▸ WHAT TO DO:
• a. List every person named in the passage on the expected Angel-Messiah.
• b. The passage on the expected Angel-Messiah says many people were taken for the Christ at that time. Why, according to that passage, did the name of Jesus of Nazareth win out over the others?

▸ TEXT PASSAGE:
An Avatar was expected about every six hundred years.[426:2] At the time of Jesus of Nazareth an Avatar was expected, not by some of the Jews alone, but by most every eastern nation.[426:3] Many persons were thought at that time to be, and undoubtedly thought themselves to be, the Christ, and the only reason why the name of Jesus of Nazareth succeeded above all others, is because the Essenes—who were expecting an Angel-Messiah—espoused it. Had it not been for this almost indisputable fact, the name of Jesus of Nazareth would undoubtedly not be known at the present day.

Epiphanius, a Christian bishop and writer of the fourth century, says, in speaking of the Essenes:

"They who believed on Christ were called Jessæi (or Essenes), before they were called Christians. These derived their constitution from the signification of the name Jesus, which in Hebrew signifies the same as Therapeutes, that is, a saviour or physician."

Thus we see that, according to Christian authority, the Essenes and Therapeutes are one, and that the Essenes espoused the cause of Jesus of Nazareth, accepted him as an Angel-Messiah, and became known to history as Christians, or believers in the Anointed Angel.

This ascetic Buddhist sect called Essenes were therefore expecting an Angel-Messiah, for had not Gautama announced to his disciples that another Buddha, and therefore another angel in human form, another organ or advocate of the wisdom from above, would descend from heaven to earth, and would be called the "Son of Love."

The learned Thomas Maurice says:

"From the earliest post-diluvian age, to that in which the Messiah appeared, together with the traditions which so expressly recorded the fall of the human race from a state of original rectitude and felicity, there appears, from an infinite variety of hieroglyphic monuments and of written documents, to have prevailed, from generation to generation, throughout all the regions of the higher Asia, an uniform belief that, in the course of revolving ages, there should arise a sacred personage, a mighty deliverer of mankind from the thraldom of sin and of death. In fact, the memory of the grand original promise, that the seed of the woman should eventually crush the serpent, was carefully preserved in the breasts of the Asiatics; it entered deeply into their symbolic superstitions, and was engraved aloft amidst their mythologic sculptures."[427:1]

That an Angel-Messiah was generally expected at this time may be inferred from the following facts: Some of the Gnostic sects of Christians, who believed that Jesus was an emanation from God, likewise supposed that there were several Æons, or emanations from the Eternal Father. Among those who taught this doctrine was Basilides and his followers.[427:2]

Simon Magus was believed to be "He who should come." Simon was worshiped in Samaria and other countries, as the expected Angel-Messiah, as a God.

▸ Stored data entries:
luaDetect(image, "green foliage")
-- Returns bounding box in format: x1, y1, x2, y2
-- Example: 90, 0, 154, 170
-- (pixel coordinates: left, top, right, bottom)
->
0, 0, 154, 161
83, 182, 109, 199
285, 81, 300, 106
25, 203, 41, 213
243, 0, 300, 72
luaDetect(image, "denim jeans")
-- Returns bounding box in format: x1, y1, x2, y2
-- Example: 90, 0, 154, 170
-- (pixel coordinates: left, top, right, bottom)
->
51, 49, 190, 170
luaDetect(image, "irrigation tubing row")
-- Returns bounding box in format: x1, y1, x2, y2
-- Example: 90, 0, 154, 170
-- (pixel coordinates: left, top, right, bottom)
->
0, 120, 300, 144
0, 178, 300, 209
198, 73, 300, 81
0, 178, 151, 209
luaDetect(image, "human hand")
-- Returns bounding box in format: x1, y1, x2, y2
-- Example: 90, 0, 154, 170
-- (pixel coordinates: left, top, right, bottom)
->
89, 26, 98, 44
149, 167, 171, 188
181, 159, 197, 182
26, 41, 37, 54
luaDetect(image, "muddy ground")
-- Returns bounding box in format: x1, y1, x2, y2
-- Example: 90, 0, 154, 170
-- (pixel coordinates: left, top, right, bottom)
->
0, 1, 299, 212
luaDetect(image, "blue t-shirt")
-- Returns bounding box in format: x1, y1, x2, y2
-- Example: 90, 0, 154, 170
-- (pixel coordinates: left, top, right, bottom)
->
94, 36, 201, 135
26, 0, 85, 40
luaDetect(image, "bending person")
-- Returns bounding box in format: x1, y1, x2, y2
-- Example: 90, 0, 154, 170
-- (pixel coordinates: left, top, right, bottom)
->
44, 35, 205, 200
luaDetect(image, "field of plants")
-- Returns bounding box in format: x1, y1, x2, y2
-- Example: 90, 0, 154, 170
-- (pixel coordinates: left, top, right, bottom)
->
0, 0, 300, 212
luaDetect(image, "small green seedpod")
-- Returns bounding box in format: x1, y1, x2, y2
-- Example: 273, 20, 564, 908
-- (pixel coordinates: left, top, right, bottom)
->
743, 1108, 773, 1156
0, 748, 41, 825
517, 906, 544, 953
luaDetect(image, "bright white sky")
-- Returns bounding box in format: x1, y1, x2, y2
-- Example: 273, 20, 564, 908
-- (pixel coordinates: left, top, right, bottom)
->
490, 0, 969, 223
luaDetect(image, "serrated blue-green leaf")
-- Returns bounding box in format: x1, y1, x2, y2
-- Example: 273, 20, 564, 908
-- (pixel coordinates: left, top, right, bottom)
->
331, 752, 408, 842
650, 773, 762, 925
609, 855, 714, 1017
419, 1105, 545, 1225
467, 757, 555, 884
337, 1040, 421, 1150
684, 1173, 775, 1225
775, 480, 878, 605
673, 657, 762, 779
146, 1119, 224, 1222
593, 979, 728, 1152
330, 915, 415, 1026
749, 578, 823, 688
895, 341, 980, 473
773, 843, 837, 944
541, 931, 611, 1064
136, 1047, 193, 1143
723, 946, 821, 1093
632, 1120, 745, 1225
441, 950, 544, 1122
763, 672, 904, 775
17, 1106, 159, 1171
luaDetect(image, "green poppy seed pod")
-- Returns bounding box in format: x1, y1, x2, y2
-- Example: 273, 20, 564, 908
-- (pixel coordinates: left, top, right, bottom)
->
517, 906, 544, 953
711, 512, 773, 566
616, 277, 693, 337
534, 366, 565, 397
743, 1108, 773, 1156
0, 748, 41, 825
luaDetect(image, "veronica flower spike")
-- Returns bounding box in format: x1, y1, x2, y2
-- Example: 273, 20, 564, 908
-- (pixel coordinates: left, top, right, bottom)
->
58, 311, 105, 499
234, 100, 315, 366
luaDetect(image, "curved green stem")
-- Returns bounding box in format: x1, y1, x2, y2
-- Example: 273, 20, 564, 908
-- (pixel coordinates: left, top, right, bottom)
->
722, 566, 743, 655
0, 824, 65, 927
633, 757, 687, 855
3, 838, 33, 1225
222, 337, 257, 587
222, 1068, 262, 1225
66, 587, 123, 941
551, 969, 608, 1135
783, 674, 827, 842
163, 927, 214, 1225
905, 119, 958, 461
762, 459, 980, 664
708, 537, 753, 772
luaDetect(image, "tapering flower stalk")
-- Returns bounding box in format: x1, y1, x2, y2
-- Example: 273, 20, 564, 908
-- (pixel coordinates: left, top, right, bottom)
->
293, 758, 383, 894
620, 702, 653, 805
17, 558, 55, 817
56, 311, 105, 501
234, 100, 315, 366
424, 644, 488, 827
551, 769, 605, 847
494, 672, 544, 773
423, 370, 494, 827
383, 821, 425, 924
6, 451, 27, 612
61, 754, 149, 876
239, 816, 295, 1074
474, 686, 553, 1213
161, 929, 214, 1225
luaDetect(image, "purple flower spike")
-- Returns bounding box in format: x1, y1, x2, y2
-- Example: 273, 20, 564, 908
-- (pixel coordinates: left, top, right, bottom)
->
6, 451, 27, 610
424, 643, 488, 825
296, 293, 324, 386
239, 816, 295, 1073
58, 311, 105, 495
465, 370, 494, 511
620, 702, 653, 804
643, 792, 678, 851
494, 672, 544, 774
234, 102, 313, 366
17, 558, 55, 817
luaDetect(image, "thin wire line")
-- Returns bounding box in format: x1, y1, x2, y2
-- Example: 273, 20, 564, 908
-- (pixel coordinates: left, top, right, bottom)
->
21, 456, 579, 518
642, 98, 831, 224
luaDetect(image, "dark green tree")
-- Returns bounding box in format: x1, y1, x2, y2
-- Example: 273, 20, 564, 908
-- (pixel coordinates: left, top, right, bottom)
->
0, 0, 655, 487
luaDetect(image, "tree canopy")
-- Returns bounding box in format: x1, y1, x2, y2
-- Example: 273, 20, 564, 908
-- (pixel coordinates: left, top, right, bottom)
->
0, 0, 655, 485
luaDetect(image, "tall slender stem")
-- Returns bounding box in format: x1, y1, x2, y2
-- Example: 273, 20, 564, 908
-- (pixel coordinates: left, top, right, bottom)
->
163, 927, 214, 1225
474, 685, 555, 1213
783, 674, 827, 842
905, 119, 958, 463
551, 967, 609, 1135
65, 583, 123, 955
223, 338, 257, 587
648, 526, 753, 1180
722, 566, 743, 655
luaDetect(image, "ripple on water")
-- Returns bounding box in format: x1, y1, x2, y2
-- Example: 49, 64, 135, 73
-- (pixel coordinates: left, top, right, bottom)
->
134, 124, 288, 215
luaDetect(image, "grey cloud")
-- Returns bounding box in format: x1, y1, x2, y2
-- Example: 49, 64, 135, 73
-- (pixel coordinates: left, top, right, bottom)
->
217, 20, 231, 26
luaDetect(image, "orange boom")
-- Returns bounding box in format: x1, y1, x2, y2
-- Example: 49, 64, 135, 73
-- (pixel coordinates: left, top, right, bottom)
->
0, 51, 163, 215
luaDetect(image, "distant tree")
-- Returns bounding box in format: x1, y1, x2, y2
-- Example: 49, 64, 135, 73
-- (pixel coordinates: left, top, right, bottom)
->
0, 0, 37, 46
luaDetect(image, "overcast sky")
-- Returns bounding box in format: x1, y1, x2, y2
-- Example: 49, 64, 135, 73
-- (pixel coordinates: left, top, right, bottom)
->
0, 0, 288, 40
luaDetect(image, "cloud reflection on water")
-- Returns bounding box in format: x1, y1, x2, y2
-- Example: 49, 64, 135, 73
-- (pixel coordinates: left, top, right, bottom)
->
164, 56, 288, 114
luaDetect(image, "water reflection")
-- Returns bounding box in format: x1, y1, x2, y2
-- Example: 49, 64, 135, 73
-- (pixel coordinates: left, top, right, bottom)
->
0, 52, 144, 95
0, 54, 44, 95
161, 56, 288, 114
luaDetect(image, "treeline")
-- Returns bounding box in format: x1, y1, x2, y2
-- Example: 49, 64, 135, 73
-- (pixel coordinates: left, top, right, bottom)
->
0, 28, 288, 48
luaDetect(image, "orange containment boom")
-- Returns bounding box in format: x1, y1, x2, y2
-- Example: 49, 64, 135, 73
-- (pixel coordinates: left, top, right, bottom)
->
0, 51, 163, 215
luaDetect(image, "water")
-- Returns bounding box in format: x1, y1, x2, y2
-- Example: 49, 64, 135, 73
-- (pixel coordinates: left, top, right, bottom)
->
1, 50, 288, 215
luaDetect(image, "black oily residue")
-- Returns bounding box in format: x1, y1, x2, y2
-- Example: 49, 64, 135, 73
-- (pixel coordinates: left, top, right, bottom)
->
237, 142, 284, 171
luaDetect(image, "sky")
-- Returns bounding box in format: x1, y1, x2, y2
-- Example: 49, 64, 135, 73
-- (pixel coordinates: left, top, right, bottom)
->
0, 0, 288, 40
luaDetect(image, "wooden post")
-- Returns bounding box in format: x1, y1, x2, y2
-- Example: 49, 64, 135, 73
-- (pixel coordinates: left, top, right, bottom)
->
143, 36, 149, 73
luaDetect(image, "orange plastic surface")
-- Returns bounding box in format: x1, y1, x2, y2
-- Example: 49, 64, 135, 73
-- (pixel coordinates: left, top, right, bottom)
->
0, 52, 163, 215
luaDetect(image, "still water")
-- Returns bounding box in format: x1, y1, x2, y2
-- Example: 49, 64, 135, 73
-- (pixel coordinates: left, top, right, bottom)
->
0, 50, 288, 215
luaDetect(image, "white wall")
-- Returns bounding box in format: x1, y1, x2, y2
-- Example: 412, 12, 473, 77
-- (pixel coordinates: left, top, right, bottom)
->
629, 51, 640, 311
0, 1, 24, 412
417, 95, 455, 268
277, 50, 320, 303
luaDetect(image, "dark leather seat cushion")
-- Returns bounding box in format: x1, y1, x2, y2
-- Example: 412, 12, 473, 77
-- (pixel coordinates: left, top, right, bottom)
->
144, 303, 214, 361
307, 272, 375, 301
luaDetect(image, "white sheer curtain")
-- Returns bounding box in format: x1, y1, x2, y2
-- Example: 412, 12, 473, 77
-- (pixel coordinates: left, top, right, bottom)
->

▸ TASK-BY-TASK ANSWERS:
• a. Jesus of Nazareth, Epiphanius, Gautama, Thomas Maurice, Basilides, Simon Magus

• b. The Essenes were expecting an Angel-Messiah, and they took up the name of Jesus of Nazareth. Without their support, the name would not be known today.